-- TO BE DONE --
Reproduce verbatim the lines of the records from the line containing "outline orange slice" to the line containing "7), (238, 0)]", including both of those lines.
## begin
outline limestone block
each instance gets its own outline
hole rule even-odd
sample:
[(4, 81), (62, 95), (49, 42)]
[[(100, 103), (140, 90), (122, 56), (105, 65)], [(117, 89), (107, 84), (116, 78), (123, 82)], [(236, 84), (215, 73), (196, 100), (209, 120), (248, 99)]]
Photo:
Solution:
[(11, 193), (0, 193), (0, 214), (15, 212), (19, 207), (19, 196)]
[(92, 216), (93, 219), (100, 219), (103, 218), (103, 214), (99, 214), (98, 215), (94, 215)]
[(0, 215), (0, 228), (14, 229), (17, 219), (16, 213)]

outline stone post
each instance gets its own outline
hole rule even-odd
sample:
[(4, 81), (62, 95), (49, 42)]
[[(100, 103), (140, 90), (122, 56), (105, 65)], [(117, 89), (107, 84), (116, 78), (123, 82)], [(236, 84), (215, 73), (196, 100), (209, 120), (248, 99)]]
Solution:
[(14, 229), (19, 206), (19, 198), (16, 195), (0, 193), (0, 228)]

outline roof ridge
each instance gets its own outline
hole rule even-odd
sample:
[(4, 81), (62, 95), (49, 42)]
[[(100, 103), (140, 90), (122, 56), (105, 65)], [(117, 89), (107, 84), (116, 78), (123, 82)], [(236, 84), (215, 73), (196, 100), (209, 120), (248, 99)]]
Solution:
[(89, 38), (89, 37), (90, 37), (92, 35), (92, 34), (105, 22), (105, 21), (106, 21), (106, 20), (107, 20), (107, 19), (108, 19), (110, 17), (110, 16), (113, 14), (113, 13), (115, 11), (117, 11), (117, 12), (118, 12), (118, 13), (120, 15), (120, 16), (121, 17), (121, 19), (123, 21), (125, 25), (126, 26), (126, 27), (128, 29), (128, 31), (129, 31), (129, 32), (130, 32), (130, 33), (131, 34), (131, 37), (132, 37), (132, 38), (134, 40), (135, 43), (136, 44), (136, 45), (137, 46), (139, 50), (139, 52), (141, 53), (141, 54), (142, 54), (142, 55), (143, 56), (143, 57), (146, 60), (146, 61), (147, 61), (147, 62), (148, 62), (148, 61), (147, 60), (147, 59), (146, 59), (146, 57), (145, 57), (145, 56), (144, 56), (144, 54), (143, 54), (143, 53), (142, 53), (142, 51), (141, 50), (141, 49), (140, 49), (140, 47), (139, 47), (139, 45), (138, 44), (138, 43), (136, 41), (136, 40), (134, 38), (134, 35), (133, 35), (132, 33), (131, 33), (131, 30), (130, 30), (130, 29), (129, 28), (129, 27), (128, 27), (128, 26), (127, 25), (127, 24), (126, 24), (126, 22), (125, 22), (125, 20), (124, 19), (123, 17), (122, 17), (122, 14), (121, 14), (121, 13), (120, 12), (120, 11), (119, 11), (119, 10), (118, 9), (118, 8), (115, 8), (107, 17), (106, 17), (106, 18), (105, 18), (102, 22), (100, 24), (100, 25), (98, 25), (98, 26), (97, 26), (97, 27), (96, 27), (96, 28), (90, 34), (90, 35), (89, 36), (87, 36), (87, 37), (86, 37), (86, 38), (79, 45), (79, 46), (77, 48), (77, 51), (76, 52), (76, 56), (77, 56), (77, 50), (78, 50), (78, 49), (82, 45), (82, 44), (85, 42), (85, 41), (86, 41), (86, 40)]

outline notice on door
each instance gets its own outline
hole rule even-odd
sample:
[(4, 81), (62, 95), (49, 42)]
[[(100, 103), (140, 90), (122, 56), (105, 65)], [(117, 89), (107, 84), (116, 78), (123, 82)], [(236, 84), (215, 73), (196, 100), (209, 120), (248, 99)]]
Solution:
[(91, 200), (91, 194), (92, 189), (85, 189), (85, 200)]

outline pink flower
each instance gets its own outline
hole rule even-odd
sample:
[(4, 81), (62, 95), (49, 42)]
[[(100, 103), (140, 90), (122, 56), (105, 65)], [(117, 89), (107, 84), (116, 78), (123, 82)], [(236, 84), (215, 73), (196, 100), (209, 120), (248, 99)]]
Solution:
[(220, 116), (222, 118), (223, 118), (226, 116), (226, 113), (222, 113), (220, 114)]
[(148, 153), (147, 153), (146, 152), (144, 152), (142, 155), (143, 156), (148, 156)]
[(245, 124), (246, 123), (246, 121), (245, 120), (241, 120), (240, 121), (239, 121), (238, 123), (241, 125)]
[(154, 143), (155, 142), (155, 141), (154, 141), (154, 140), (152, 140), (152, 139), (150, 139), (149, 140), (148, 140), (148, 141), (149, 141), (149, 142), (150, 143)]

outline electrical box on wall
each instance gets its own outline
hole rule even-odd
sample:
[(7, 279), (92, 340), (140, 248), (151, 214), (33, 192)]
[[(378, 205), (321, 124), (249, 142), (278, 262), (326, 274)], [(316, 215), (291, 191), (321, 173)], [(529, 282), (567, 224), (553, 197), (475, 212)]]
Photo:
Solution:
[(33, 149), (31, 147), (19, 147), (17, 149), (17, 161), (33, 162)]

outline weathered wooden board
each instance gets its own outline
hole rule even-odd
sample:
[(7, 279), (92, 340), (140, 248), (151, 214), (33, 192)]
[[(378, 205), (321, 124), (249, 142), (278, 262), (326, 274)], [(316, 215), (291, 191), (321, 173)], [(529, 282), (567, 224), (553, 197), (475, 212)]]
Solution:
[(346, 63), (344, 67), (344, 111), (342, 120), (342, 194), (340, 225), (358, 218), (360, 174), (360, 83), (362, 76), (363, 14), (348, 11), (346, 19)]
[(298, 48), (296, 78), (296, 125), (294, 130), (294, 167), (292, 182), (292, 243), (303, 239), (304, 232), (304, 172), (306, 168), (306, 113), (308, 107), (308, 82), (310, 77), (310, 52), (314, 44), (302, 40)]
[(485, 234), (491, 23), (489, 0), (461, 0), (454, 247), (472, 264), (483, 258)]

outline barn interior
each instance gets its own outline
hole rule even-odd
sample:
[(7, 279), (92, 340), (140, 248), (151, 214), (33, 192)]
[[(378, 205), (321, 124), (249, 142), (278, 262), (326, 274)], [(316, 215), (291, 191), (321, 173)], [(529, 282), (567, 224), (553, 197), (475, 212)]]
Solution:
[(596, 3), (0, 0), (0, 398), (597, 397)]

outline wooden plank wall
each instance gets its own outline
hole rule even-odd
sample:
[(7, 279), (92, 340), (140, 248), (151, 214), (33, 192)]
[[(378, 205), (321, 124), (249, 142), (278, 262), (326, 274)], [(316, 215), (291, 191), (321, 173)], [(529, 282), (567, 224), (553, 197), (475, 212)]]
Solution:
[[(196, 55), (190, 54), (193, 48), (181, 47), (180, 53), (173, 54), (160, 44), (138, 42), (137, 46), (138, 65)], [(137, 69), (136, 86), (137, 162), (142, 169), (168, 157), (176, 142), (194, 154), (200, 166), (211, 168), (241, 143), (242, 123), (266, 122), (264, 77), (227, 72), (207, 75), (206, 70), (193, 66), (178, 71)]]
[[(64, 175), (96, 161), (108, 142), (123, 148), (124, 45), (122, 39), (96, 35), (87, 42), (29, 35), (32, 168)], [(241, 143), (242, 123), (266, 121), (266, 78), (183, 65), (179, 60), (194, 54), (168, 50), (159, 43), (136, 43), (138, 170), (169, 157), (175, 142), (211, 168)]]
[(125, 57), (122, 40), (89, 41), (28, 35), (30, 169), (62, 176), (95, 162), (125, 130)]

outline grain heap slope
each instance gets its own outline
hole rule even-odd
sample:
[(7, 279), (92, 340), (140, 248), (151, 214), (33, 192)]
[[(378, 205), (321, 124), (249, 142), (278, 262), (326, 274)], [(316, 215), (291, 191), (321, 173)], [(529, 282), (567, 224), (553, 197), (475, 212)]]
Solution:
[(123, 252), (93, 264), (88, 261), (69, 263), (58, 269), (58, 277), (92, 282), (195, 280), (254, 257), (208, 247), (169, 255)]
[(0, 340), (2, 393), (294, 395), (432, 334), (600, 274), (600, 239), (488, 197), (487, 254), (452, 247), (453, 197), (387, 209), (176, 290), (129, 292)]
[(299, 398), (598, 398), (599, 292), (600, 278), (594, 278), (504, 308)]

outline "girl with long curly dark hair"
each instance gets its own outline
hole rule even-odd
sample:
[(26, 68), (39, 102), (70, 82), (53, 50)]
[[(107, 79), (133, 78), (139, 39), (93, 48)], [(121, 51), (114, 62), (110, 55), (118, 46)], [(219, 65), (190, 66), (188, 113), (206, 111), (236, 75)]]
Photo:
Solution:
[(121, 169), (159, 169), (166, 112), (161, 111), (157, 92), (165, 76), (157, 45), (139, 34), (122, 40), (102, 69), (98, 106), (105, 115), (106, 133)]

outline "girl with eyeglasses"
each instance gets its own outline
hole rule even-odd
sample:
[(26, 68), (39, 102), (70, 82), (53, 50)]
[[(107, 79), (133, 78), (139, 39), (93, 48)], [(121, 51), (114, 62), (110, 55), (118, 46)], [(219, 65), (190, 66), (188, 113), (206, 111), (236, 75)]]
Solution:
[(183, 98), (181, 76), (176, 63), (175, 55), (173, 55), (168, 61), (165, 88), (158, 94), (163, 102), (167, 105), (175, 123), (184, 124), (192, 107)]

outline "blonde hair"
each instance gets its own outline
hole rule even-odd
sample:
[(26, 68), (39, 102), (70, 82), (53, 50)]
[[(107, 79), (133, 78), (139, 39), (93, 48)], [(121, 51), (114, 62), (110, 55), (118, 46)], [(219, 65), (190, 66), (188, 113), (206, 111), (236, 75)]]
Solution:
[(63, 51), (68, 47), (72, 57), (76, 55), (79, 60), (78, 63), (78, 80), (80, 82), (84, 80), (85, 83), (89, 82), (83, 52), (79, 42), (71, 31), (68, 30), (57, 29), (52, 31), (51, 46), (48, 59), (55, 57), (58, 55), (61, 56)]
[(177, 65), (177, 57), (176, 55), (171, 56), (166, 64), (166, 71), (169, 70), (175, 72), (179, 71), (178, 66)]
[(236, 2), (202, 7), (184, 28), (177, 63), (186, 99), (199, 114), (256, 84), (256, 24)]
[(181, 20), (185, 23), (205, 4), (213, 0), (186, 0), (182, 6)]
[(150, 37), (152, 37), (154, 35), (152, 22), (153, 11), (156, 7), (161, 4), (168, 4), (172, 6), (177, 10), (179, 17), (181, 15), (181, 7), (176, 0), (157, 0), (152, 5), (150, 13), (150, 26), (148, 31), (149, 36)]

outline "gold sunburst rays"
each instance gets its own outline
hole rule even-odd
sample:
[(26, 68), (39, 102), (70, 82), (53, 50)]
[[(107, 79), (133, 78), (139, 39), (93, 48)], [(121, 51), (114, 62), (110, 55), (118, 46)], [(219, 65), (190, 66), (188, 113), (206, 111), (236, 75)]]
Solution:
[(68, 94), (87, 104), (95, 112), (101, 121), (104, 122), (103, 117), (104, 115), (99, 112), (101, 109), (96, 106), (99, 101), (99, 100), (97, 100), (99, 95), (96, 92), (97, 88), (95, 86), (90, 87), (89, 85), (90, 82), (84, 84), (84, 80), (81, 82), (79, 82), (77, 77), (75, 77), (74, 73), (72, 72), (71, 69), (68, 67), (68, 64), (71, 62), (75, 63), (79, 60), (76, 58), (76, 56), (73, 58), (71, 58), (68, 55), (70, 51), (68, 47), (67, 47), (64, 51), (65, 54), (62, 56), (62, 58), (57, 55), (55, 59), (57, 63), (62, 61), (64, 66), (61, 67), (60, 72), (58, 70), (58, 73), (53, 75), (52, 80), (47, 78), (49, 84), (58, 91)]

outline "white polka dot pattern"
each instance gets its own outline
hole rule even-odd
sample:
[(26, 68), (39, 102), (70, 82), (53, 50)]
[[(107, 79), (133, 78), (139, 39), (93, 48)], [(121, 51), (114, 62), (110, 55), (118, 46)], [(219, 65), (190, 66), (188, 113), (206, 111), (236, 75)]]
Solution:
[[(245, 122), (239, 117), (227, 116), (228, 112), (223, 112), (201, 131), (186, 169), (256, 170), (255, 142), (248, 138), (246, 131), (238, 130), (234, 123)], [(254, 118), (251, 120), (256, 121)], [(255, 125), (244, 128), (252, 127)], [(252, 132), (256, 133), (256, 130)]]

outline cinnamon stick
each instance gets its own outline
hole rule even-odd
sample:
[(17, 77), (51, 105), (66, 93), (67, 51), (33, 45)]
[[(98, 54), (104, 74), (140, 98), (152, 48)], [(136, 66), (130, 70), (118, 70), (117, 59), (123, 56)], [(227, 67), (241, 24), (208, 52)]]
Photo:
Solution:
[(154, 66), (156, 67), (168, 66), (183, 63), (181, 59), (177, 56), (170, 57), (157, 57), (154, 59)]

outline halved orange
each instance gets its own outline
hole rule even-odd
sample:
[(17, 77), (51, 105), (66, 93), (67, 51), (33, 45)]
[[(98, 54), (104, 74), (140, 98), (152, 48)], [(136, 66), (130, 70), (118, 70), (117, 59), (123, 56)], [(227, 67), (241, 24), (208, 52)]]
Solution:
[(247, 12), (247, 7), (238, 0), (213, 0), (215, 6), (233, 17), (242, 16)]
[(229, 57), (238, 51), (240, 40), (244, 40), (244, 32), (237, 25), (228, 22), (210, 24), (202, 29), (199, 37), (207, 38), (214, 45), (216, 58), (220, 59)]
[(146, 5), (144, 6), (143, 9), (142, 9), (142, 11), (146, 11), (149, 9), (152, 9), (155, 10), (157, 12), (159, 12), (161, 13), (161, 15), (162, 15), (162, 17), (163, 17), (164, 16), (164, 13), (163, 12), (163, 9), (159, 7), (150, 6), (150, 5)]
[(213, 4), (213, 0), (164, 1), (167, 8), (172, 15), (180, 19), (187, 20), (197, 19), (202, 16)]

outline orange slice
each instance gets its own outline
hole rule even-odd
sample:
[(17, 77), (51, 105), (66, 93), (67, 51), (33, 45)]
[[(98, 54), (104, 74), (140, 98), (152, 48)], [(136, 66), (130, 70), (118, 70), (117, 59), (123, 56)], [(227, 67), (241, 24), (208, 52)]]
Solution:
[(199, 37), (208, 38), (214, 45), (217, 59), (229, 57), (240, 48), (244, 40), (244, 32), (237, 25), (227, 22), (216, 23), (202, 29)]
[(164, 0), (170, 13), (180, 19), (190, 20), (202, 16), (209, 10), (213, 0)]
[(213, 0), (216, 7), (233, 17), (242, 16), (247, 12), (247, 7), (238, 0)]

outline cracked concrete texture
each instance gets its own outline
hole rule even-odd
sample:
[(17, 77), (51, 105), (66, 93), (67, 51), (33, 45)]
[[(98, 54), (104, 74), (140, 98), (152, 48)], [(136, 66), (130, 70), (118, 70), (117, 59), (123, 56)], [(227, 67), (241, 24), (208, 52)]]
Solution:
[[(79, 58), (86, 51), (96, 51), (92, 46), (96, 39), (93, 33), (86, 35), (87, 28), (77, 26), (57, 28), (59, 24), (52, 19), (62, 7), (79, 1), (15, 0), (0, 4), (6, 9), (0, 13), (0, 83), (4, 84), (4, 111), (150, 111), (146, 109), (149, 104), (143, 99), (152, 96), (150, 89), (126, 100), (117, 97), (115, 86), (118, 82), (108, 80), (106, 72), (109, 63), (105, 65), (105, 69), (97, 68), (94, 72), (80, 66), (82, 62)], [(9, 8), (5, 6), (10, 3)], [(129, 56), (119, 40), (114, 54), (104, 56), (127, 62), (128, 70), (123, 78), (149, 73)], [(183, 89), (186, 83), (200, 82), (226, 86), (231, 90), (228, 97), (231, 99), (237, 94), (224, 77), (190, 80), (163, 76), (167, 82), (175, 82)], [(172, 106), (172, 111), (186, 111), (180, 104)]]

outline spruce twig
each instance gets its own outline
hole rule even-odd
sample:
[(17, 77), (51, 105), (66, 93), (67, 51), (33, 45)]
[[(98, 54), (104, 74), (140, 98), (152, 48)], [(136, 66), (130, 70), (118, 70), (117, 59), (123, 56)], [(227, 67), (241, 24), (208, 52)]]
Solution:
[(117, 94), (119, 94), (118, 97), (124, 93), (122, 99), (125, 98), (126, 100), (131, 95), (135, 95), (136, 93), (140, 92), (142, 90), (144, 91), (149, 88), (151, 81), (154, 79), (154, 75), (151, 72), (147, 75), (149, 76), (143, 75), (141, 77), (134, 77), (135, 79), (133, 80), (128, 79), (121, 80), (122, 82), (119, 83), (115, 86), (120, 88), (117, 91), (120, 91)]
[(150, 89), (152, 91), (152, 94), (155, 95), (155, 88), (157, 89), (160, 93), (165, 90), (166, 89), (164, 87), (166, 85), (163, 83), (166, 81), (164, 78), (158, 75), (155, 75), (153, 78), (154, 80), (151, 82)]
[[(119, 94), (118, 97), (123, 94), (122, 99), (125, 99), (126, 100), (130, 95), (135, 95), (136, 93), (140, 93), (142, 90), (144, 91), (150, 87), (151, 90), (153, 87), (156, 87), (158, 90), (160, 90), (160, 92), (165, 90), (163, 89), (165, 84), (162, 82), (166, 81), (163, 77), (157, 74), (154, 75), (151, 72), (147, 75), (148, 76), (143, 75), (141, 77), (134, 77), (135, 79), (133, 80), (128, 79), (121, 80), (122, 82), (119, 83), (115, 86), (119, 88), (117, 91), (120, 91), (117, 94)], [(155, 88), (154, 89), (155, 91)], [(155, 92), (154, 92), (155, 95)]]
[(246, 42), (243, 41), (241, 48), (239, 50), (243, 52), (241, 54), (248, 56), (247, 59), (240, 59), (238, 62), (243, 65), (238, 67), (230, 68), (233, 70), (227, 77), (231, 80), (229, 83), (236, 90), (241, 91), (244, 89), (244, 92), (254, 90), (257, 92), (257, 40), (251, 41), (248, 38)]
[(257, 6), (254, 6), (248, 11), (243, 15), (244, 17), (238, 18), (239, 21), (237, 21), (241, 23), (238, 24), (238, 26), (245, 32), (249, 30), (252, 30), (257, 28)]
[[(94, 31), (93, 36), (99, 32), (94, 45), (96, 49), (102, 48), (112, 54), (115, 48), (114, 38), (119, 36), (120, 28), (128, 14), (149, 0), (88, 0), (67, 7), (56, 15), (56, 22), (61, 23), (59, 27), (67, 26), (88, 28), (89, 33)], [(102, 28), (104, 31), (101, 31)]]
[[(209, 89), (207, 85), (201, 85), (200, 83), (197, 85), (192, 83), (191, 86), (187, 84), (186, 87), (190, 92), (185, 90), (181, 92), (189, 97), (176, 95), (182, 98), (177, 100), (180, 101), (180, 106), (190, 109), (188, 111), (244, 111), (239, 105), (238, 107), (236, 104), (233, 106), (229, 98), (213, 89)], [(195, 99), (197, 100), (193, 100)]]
## end
-- THE OUTPUT --
outline orange slice
each instance gets its own outline
hole rule even-odd
sample:
[(17, 77), (51, 105), (66, 93), (67, 51), (33, 45)]
[[(98, 54), (104, 74), (140, 98), (152, 48)], [(136, 66), (130, 70), (118, 70), (117, 59), (123, 56)], [(227, 67), (241, 24), (208, 52)]]
Solution:
[(199, 37), (208, 38), (214, 45), (217, 59), (229, 57), (240, 48), (244, 40), (244, 32), (237, 25), (227, 22), (216, 23), (202, 29)]
[(164, 0), (170, 13), (180, 19), (190, 20), (202, 16), (209, 10), (213, 0)]
[(213, 0), (216, 7), (233, 17), (242, 16), (247, 12), (247, 7), (238, 0)]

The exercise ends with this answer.